Start of SOURCE MATERIAL

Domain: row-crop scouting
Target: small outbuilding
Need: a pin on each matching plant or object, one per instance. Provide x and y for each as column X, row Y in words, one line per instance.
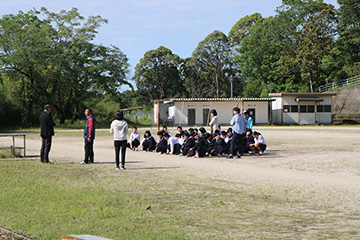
column 196, row 111
column 302, row 108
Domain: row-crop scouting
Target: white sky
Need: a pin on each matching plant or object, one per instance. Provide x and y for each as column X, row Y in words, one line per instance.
column 136, row 26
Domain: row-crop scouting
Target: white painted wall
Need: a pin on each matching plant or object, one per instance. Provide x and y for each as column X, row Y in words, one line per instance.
column 305, row 118
column 224, row 110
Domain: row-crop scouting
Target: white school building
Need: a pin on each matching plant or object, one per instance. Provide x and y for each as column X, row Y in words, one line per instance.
column 302, row 108
column 196, row 111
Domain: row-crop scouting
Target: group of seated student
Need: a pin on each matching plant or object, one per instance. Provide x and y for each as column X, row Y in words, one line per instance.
column 197, row 143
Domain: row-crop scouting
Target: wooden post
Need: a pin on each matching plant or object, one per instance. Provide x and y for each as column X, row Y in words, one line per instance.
column 315, row 112
column 282, row 110
column 158, row 115
column 298, row 112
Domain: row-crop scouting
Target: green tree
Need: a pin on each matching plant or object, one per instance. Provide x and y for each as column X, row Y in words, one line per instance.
column 212, row 59
column 158, row 74
column 54, row 60
column 309, row 28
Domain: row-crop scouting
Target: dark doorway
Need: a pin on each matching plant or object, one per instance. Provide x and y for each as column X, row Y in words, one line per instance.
column 252, row 114
column 206, row 116
column 191, row 117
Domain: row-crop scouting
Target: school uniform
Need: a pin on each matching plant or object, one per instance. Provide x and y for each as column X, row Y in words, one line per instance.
column 239, row 124
column 189, row 143
column 200, row 147
column 149, row 144
column 162, row 146
column 134, row 140
column 220, row 146
column 248, row 140
column 260, row 139
column 211, row 145
column 173, row 145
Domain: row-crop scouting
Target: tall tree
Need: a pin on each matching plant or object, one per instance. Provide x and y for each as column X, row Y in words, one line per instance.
column 158, row 73
column 54, row 60
column 212, row 59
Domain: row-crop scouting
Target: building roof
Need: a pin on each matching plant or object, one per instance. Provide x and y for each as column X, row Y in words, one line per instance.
column 302, row 94
column 218, row 99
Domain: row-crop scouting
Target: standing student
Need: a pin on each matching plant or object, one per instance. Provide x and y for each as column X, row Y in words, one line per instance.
column 248, row 118
column 259, row 145
column 166, row 131
column 89, row 137
column 119, row 128
column 239, row 124
column 214, row 123
column 173, row 144
column 162, row 144
column 134, row 139
column 149, row 142
column 46, row 133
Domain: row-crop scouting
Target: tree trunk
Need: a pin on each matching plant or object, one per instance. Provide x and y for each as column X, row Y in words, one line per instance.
column 310, row 80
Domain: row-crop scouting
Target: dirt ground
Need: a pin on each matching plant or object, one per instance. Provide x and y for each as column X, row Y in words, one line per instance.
column 322, row 156
column 324, row 160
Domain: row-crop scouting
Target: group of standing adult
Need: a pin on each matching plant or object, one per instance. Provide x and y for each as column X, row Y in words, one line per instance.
column 118, row 128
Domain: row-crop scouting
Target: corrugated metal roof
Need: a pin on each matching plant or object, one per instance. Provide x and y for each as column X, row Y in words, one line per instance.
column 219, row 99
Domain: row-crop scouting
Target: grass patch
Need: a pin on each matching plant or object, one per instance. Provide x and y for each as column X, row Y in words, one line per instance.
column 9, row 153
column 48, row 201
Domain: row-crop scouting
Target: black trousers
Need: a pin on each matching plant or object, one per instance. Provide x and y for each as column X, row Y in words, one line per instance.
column 89, row 151
column 117, row 145
column 45, row 149
column 135, row 143
column 237, row 142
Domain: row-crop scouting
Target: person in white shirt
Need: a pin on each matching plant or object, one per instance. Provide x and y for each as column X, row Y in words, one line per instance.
column 214, row 123
column 180, row 138
column 166, row 131
column 259, row 145
column 173, row 144
column 119, row 128
column 134, row 139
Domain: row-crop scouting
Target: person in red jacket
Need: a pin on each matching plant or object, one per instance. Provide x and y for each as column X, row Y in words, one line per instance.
column 89, row 136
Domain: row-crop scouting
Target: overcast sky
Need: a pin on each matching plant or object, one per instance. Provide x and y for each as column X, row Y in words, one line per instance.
column 136, row 26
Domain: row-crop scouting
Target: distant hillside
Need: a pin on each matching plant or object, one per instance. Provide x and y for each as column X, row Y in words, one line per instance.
column 346, row 106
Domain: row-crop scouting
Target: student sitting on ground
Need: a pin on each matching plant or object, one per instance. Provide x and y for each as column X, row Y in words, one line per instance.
column 189, row 143
column 172, row 144
column 200, row 147
column 249, row 139
column 149, row 142
column 179, row 128
column 202, row 131
column 134, row 139
column 259, row 146
column 166, row 131
column 162, row 144
column 197, row 132
column 211, row 143
column 180, row 137
column 224, row 136
column 229, row 139
column 220, row 146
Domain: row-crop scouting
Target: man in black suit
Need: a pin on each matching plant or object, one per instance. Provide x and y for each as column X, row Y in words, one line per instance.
column 47, row 131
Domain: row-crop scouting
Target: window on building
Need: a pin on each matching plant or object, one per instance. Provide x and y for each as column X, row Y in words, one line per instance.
column 327, row 108
column 303, row 108
column 320, row 108
column 286, row 108
column 311, row 108
column 294, row 108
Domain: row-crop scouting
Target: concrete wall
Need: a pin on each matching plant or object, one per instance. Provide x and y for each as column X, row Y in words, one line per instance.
column 179, row 111
column 305, row 118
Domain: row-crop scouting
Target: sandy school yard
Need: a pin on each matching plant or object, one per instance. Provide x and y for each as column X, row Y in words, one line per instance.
column 305, row 186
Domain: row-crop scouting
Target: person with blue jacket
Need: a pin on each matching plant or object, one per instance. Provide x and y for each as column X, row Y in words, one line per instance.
column 250, row 120
column 239, row 124
column 89, row 136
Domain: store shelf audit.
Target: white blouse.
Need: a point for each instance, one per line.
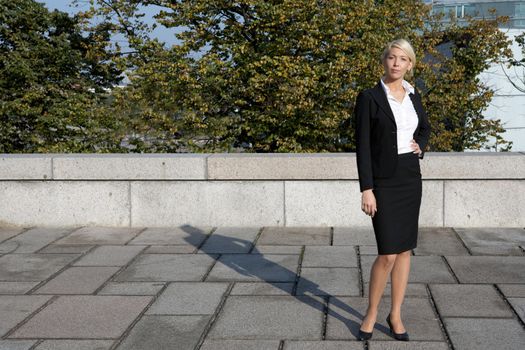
(405, 116)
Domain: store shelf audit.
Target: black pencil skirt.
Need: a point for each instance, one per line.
(398, 200)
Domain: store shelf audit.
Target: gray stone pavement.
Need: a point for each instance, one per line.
(261, 288)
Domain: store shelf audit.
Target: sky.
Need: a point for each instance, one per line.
(166, 35)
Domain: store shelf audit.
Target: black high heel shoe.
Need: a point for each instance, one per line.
(364, 335)
(397, 336)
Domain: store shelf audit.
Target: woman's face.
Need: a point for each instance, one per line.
(396, 64)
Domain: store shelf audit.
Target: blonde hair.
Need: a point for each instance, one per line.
(404, 45)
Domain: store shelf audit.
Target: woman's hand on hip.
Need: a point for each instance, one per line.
(415, 147)
(368, 202)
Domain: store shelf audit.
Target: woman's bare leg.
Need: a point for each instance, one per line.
(399, 280)
(381, 268)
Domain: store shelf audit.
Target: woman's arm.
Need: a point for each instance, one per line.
(363, 108)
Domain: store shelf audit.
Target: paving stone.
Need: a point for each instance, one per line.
(439, 241)
(519, 306)
(411, 345)
(502, 249)
(78, 280)
(412, 290)
(488, 269)
(167, 267)
(165, 333)
(329, 281)
(75, 345)
(240, 345)
(15, 308)
(32, 240)
(255, 267)
(329, 256)
(230, 240)
(32, 267)
(368, 250)
(187, 298)
(262, 288)
(480, 236)
(485, 334)
(16, 287)
(423, 269)
(469, 300)
(275, 249)
(170, 249)
(322, 345)
(295, 236)
(131, 288)
(9, 232)
(100, 235)
(354, 236)
(84, 317)
(16, 344)
(512, 290)
(109, 256)
(66, 248)
(184, 235)
(269, 317)
(346, 314)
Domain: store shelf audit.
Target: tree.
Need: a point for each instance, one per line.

End of SOURCE MATERIAL

*TASK*.
From the records above, output only the lines starting at the one containing "Target: small outbuilding" and ending at the one containing "Target: white school building", word for word. Pictures stay out.

*SOLUTION*.
Target: small outbuilding
Need: a pin on each matching plant or object, one per instance. Provide x and y for each as column X, row Y in words, one line per instance.
column 196, row 111
column 302, row 108
Domain: row-crop scouting
Target: white sky
Need: a pin on each matching plant or object, one per instance. Provide x and y for each as column X, row Y in words, one line per instance.
column 136, row 26
Domain: row-crop scouting
Target: white painted wall
Need: a pin on each matching plant or object, one per instance. Provide x and y for each as column X, row Y in words, one line per instance.
column 305, row 118
column 224, row 110
Domain: row-crop scouting
Target: white school building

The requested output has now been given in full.